* [Objective]:
Starting at the top of the records and ending with the line that contains "[[359, 723], [747, 275], [813, 705]]", turn them into a two-column CSV with the headers text and answer. Give one row per record, put each value in a single quoted field, and replace any line breaks with spaces.

* [Available records]:
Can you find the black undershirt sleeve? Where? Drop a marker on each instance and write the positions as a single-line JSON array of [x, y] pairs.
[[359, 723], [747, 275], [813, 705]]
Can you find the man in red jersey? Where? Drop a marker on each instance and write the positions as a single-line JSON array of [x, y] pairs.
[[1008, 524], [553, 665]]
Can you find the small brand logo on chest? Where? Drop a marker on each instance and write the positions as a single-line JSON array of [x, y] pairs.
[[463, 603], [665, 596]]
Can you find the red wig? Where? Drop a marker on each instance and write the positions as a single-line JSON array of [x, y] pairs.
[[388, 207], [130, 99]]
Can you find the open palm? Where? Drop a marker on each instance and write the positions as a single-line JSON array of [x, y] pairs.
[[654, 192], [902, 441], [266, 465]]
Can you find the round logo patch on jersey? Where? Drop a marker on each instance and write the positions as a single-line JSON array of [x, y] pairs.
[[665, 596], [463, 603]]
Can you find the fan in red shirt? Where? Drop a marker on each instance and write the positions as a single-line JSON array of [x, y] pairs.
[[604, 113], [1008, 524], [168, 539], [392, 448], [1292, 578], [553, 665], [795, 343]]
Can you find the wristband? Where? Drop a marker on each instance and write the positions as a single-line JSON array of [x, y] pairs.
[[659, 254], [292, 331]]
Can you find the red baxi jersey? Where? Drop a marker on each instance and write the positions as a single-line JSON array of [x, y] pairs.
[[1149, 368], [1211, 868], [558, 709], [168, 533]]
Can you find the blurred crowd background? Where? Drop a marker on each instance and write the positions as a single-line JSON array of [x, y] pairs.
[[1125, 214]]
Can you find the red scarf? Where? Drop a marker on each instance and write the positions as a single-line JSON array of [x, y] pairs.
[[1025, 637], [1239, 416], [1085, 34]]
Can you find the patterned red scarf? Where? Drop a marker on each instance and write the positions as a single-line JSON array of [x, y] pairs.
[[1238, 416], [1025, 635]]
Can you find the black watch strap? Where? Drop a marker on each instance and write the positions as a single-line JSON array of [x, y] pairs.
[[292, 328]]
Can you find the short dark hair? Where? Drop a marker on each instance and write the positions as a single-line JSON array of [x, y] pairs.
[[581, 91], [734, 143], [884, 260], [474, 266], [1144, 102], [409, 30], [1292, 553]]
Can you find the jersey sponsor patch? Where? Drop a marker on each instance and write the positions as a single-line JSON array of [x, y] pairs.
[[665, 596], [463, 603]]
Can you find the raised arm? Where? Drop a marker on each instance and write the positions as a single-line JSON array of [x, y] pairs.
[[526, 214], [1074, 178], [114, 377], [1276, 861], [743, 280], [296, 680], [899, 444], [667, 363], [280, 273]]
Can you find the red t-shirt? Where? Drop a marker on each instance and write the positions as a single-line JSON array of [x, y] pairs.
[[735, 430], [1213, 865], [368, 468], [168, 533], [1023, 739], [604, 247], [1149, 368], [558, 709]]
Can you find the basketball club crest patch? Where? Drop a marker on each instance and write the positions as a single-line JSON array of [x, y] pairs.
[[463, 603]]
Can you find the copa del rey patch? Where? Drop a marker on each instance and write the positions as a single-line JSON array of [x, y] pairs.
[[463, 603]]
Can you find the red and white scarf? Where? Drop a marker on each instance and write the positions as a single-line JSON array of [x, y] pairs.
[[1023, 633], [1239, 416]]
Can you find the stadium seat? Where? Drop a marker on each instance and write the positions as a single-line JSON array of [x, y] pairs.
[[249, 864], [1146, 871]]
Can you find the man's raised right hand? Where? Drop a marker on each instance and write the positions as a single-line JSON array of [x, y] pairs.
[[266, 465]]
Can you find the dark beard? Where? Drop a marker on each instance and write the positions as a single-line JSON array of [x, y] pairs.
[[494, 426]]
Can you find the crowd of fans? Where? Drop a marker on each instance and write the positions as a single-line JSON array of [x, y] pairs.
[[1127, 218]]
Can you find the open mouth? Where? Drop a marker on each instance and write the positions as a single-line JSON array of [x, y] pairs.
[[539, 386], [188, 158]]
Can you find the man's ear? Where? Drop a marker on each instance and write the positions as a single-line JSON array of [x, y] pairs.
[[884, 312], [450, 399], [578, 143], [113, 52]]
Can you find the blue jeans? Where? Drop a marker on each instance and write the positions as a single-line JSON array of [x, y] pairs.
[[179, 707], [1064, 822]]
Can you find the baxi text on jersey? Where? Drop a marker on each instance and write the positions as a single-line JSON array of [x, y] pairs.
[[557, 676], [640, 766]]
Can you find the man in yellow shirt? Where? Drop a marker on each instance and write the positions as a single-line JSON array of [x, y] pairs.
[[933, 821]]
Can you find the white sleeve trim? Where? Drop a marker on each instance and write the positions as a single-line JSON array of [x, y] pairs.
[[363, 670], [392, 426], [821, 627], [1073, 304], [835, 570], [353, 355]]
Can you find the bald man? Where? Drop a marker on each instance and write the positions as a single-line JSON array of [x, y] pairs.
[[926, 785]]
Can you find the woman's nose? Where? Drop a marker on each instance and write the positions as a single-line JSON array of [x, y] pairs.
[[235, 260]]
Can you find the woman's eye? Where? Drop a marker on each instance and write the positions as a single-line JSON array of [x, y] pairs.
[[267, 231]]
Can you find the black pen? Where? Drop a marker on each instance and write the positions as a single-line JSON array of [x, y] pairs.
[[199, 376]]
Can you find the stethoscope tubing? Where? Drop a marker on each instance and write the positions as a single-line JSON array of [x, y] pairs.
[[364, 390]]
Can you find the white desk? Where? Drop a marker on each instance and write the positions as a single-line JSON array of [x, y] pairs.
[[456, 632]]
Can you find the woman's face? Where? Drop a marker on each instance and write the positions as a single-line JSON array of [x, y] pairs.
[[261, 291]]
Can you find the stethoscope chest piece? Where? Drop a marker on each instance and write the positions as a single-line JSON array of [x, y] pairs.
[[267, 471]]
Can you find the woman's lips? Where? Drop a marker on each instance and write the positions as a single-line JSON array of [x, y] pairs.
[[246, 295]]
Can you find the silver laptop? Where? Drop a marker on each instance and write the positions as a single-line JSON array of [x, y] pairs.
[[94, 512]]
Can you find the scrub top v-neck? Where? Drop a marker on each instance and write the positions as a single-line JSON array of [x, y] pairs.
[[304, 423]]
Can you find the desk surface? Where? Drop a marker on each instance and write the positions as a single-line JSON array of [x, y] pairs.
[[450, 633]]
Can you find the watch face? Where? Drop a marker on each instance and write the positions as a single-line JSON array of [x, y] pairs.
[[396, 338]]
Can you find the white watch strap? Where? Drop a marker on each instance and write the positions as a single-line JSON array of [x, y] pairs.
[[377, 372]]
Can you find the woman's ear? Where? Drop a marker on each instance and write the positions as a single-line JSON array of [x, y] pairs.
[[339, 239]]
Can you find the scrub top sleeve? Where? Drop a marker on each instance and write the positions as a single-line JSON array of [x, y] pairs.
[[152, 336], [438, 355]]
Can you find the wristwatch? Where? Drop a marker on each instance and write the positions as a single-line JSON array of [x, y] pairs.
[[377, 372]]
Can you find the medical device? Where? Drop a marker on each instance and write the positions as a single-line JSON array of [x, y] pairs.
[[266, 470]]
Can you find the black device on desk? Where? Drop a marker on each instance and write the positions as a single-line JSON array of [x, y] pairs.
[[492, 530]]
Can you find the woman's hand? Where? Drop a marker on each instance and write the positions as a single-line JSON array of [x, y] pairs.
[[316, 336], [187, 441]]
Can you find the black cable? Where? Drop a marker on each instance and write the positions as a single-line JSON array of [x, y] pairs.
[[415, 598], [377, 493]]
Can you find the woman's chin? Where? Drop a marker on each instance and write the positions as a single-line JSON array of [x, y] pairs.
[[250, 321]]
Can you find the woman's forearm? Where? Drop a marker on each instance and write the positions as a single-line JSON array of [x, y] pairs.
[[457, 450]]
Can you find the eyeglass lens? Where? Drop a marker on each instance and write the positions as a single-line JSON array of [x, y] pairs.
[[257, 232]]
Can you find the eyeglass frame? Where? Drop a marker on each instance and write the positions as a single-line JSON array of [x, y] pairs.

* [Expected output]:
text,answer
"Can you find the black undershirt sleeve? Where? Drop a marker on each instance and write the positions as a single-line JSON array of [x, y] pairs.","[[359, 723], [747, 275], [813, 705]]"